## STATED TASK
Copy out, unchanged, the lines below from the line with "like (140, 269)." to the line with "Query: bird", including both of those lines.

## SUPPLIED RECORDS
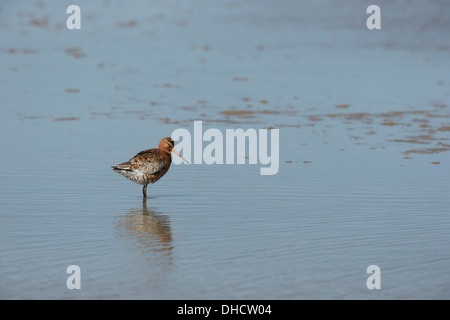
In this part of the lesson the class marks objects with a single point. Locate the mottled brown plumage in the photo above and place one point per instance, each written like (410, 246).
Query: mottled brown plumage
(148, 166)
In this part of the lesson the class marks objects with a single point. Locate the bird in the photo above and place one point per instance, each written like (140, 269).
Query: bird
* * *
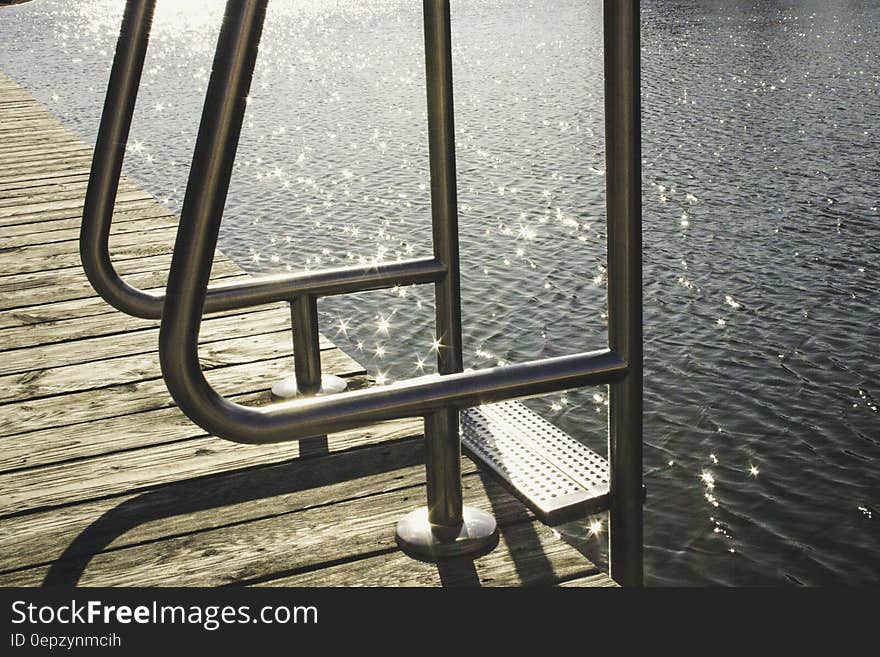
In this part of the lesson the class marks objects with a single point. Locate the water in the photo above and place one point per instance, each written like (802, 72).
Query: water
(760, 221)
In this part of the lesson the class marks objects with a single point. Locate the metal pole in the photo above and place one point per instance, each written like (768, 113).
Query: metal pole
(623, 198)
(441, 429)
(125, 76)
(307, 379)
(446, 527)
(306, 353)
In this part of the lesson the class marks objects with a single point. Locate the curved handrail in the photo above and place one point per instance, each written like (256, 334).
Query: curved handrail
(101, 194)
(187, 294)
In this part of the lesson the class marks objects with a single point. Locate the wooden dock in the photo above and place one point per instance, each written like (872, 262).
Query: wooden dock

## OUTPUT OF THE EXERCISE
In this part of the lesson the class marks objects with a single point. Locate the bird in the photo above and place one point per instance, each written like (140, 269).
Query: bird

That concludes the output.